**LISTED ENTRIES:**
● ● ● ● ●

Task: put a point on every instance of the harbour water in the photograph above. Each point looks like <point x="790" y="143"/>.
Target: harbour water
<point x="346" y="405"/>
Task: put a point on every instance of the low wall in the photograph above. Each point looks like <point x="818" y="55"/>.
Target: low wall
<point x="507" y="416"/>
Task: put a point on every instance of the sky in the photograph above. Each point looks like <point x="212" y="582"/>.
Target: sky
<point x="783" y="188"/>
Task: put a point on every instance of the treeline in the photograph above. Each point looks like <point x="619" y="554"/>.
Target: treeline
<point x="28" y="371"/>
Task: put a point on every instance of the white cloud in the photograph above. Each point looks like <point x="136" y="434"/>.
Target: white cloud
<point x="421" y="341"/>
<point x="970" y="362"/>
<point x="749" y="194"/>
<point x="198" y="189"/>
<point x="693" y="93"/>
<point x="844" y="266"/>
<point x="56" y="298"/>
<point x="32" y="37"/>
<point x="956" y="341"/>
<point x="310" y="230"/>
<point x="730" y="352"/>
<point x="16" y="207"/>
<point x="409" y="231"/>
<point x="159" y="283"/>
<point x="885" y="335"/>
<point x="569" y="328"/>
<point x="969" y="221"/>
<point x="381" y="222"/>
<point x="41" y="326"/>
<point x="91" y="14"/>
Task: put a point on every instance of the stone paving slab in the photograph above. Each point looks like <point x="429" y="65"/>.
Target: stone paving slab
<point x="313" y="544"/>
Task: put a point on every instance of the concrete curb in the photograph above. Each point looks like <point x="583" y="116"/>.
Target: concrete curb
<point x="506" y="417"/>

● ● ● ● ●

**TASK BRIEF:** From the data above, output only the lines between the line containing "Target: low wall" and the line containing "Task: put a point on every instance of the white", inclusive, exactly as written.

**FINISHED EXERCISE:**
Target: low wall
<point x="507" y="416"/>
Task: put a point on every instance of the sky in the photograph above. Each point looks like <point x="212" y="582"/>.
Target: sky
<point x="783" y="188"/>
Task: put a point on every instance of the treeline in the photograph above. Each point looks like <point x="619" y="554"/>.
Target: treeline
<point x="28" y="371"/>
Task: put a point on every instance of the white cloud in the photograph above. Each point looks like <point x="136" y="434"/>.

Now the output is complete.